====== Data rows
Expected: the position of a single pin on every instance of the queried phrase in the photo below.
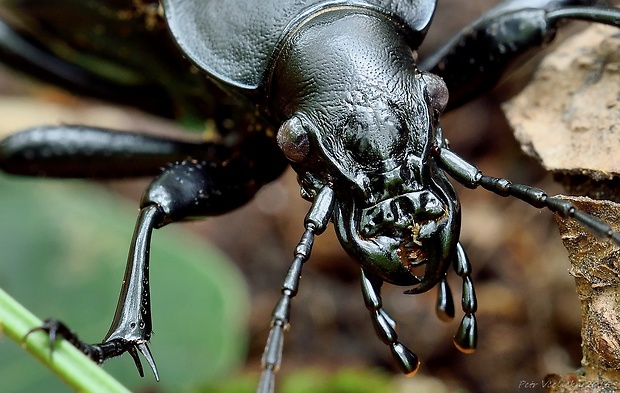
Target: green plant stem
(68, 363)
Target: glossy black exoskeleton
(332, 86)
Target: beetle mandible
(355, 115)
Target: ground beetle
(333, 87)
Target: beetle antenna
(470, 176)
(315, 223)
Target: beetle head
(365, 125)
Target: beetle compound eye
(436, 91)
(293, 140)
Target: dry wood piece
(569, 119)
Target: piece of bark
(569, 119)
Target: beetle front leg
(220, 182)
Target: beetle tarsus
(466, 337)
(385, 325)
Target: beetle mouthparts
(412, 252)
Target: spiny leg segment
(315, 223)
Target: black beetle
(332, 86)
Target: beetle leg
(486, 51)
(384, 324)
(466, 336)
(470, 176)
(315, 223)
(187, 189)
(90, 152)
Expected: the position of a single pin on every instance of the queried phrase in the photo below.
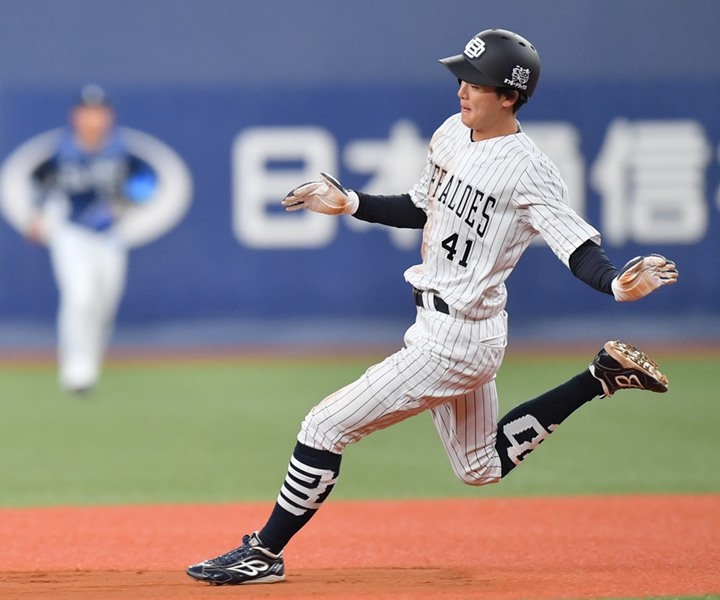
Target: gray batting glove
(326, 196)
(642, 275)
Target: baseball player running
(485, 193)
(81, 190)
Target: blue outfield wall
(641, 161)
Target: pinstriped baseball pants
(448, 366)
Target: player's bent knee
(484, 475)
(318, 433)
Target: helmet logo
(475, 47)
(520, 77)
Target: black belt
(438, 303)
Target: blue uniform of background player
(82, 189)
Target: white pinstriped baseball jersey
(485, 202)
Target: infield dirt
(500, 549)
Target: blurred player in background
(81, 191)
(486, 192)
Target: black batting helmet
(499, 58)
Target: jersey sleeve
(543, 197)
(418, 193)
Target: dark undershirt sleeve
(396, 211)
(590, 264)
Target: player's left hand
(642, 275)
(326, 196)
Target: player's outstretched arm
(326, 196)
(643, 275)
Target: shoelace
(234, 555)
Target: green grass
(216, 431)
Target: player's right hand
(642, 275)
(326, 196)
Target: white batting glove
(642, 275)
(326, 196)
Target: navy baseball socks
(310, 479)
(616, 366)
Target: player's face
(92, 124)
(484, 112)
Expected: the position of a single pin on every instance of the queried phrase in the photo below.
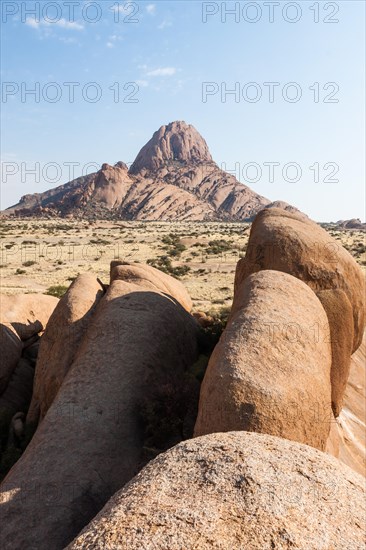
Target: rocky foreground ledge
(241, 459)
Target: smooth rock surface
(234, 491)
(289, 242)
(270, 371)
(61, 340)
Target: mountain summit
(177, 141)
(173, 178)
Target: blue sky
(162, 56)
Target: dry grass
(39, 254)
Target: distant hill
(173, 178)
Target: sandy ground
(39, 254)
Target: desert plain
(45, 256)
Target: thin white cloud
(164, 24)
(151, 9)
(62, 23)
(163, 71)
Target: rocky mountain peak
(178, 141)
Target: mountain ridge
(172, 178)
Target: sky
(275, 88)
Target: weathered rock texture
(18, 393)
(234, 491)
(270, 371)
(172, 178)
(289, 242)
(348, 440)
(148, 277)
(61, 341)
(177, 141)
(90, 442)
(21, 317)
(339, 313)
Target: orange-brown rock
(90, 442)
(22, 311)
(288, 242)
(339, 312)
(234, 491)
(348, 437)
(270, 371)
(21, 317)
(178, 141)
(60, 342)
(173, 178)
(18, 393)
(148, 277)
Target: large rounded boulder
(91, 441)
(61, 341)
(289, 242)
(270, 371)
(233, 491)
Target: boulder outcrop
(233, 491)
(288, 242)
(270, 371)
(91, 441)
(60, 342)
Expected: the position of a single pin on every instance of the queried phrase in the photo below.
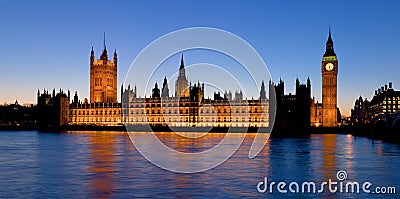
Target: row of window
(186, 119)
(96, 112)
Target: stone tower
(182, 86)
(103, 77)
(329, 85)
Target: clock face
(329, 66)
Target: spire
(104, 40)
(182, 64)
(329, 45)
(92, 56)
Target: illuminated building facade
(386, 101)
(327, 114)
(188, 108)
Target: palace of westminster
(188, 106)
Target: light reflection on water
(106, 164)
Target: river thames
(107, 165)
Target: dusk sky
(46, 44)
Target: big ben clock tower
(329, 85)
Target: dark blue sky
(46, 44)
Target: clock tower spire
(329, 84)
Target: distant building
(16, 115)
(293, 111)
(385, 101)
(187, 108)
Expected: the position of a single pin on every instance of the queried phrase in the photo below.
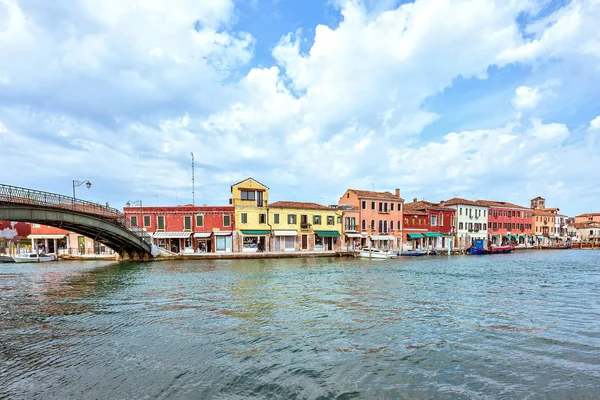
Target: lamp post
(87, 183)
(135, 203)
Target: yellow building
(284, 225)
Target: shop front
(203, 242)
(222, 241)
(326, 240)
(284, 240)
(254, 240)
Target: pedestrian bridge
(104, 224)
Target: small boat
(414, 253)
(369, 252)
(34, 257)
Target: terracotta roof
(492, 203)
(247, 179)
(376, 195)
(424, 205)
(586, 224)
(457, 200)
(300, 205)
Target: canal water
(522, 325)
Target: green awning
(259, 232)
(432, 234)
(328, 233)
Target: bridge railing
(15, 194)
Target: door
(304, 242)
(81, 244)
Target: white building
(471, 221)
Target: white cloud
(526, 98)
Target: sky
(480, 99)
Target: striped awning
(285, 233)
(202, 234)
(42, 236)
(172, 235)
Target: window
(248, 195)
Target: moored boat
(414, 253)
(33, 257)
(369, 252)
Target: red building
(186, 228)
(507, 222)
(428, 224)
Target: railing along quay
(18, 195)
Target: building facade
(508, 223)
(470, 221)
(186, 229)
(379, 217)
(439, 223)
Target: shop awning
(202, 234)
(286, 233)
(382, 237)
(353, 235)
(432, 234)
(258, 232)
(328, 233)
(172, 235)
(41, 236)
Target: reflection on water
(517, 325)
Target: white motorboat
(369, 252)
(34, 257)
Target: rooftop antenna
(193, 186)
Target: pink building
(379, 217)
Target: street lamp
(87, 183)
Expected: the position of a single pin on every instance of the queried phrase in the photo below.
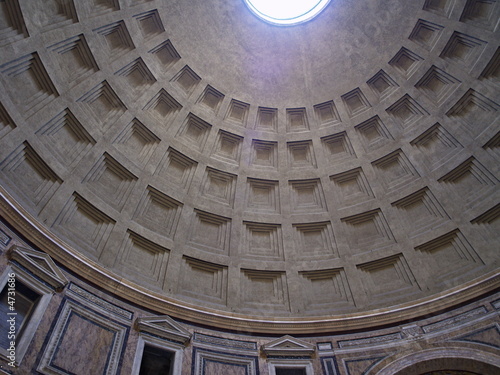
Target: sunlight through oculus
(286, 12)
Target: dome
(199, 162)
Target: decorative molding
(164, 327)
(288, 346)
(77, 292)
(40, 265)
(74, 260)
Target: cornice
(89, 270)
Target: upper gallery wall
(193, 159)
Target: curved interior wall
(79, 328)
(138, 150)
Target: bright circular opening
============
The records above must be transcribed exactly. Pictures are left out of the copy.

- Task response -
Expected: the position of a single pin on every instance of the queried phrase in the photo below.
Target: green plant stem
(68, 363)
Target: glossy black exoskeleton
(332, 86)
Target: beetle mandible
(355, 115)
Target: ground beetle
(333, 87)
Target: beetle antenna
(470, 176)
(315, 223)
Target: beetle head
(365, 125)
Target: beetle compound eye
(436, 91)
(293, 140)
Target: dry wood piece
(569, 119)
Target: piece of bark
(569, 119)
Target: beetle front leg
(220, 182)
Target: beetle tarsus
(466, 337)
(385, 325)
Target: beetle mouthparts
(412, 252)
Target: spiny leg segment
(315, 223)
Target: black beetle
(332, 86)
Target: beetle leg
(486, 51)
(384, 324)
(466, 336)
(470, 176)
(315, 223)
(187, 189)
(90, 152)
Expected: the position of a single pin on every instance of the queried phrase in the photo below.
Target: gray batting glove
(326, 196)
(642, 275)
Target: baseball player running
(485, 193)
(81, 190)
Target: blue outfield wall
(641, 161)
Target: pinstriped baseball pants
(448, 366)
Target: player's bent knee
(484, 475)
(318, 433)
Target: helmet logo
(475, 47)
(520, 77)
Target: black belt
(438, 303)
Target: blue uniform of background player
(82, 189)
Target: white pinstriped baseball jersey
(485, 202)
Target: infield dirt
(500, 549)
Target: blurred player in background
(81, 191)
(486, 192)
Target: black batting helmet
(499, 58)
Target: jersey sleeve
(543, 197)
(418, 193)
Target: dark undershirt sleeve
(396, 211)
(590, 264)
Target: player's left hand
(642, 275)
(326, 196)
Target: player's outstretched arm
(326, 196)
(643, 275)
Target: shoelace
(234, 555)
Target: green grass
(216, 431)
Target: player's right hand
(642, 275)
(326, 196)
Target: white batting glove
(642, 275)
(326, 196)
Target: navy baseball socks
(310, 479)
(616, 366)
Target: player's face
(92, 124)
(484, 112)
Expected: the position of a single pin on every instance of the queried phrase in the photo below.
Target: rocky foreground ledge
(241, 459)
Target: smooth rock surface
(234, 491)
(289, 242)
(270, 371)
(61, 340)
Target: mountain summit
(177, 141)
(173, 178)
Target: blue sky
(162, 56)
Target: dry grass
(39, 254)
Target: distant hill
(173, 178)
Target: sandy ground
(39, 254)
Target: desert plain
(45, 256)
Target: thin white cloud
(164, 24)
(151, 9)
(62, 23)
(163, 71)
Target: rocky mountain peak
(178, 141)
Target: mountain ridge
(172, 178)
Target: sky
(275, 88)
Target: weathered rock texture
(18, 393)
(234, 491)
(270, 371)
(172, 178)
(289, 242)
(348, 440)
(148, 277)
(61, 341)
(177, 141)
(90, 442)
(21, 317)
(339, 313)
Target: orange-brown rock
(90, 442)
(22, 311)
(288, 242)
(339, 312)
(234, 491)
(348, 437)
(270, 371)
(21, 317)
(178, 141)
(60, 342)
(173, 178)
(18, 393)
(148, 277)
Target: large rounded boulder
(91, 441)
(61, 341)
(289, 242)
(270, 371)
(233, 491)
Target: boulder outcrop
(233, 491)
(288, 242)
(270, 371)
(91, 441)
(60, 342)
Expected: the position of a single pin on every instance of the queried phrase in the photo below.
Target: row of window
(186, 119)
(96, 112)
Target: stone tower
(182, 86)
(103, 77)
(329, 85)
Target: clock face
(329, 66)
Target: spire
(104, 40)
(182, 64)
(329, 45)
(92, 56)
Target: illuminated building facade
(386, 101)
(327, 114)
(188, 108)
Target: palace of westminster
(188, 106)
Target: light reflection on water
(106, 164)
Target: river thames
(107, 165)
Target: dusk sky
(46, 44)
Target: big ben clock tower
(329, 85)
Target: dark blue sky
(46, 44)
Target: clock tower spire
(329, 84)
Target: distant building
(16, 115)
(293, 111)
(385, 101)
(187, 108)
Expected: the position of a single pin on every instance of the queried phrase in the photo below.
Target: lamp post
(87, 183)
(135, 203)
Target: yellow building
(284, 225)
Target: shop front
(203, 242)
(222, 241)
(326, 240)
(284, 240)
(254, 240)
Target: pedestrian bridge
(104, 224)
Target: small boat
(414, 253)
(369, 252)
(34, 257)
Target: terracotta roof
(492, 203)
(247, 179)
(376, 195)
(424, 205)
(586, 224)
(457, 200)
(300, 205)
Target: canal water
(522, 325)
Target: green awning
(259, 232)
(432, 234)
(328, 233)
Target: bridge railing
(15, 194)
Target: door
(304, 242)
(81, 244)
Target: white building
(471, 221)
Target: white cloud
(526, 98)
Target: sky
(480, 99)
Target: striped awning
(285, 233)
(202, 234)
(42, 236)
(172, 235)
Target: window
(248, 195)
Target: moored boat
(414, 253)
(33, 257)
(369, 252)
Target: red building
(186, 228)
(507, 222)
(428, 224)
Target: railing along quay
(18, 195)
Target: building facade
(508, 223)
(470, 221)
(186, 229)
(379, 217)
(439, 223)
Target: shop awning
(202, 234)
(286, 233)
(382, 237)
(353, 235)
(432, 234)
(258, 232)
(328, 233)
(172, 235)
(41, 236)
Target: reflection on water
(517, 325)
Target: white motorboat
(369, 252)
(34, 257)
Target: rooftop antenna
(193, 186)
Target: pink building
(379, 217)
Target: street lamp
(87, 183)
Expected: the position of a single pin on every instance of the queried phrase in the photo below.
Target: sunlight through oculus
(286, 12)
Target: dome
(199, 162)
Target: decorative molding
(164, 327)
(288, 346)
(77, 292)
(40, 265)
(74, 260)
Target: cornice
(89, 270)
Target: upper gallery wall
(193, 159)
Target: curved interior wall
(79, 328)
(138, 150)
Target: bright circular opening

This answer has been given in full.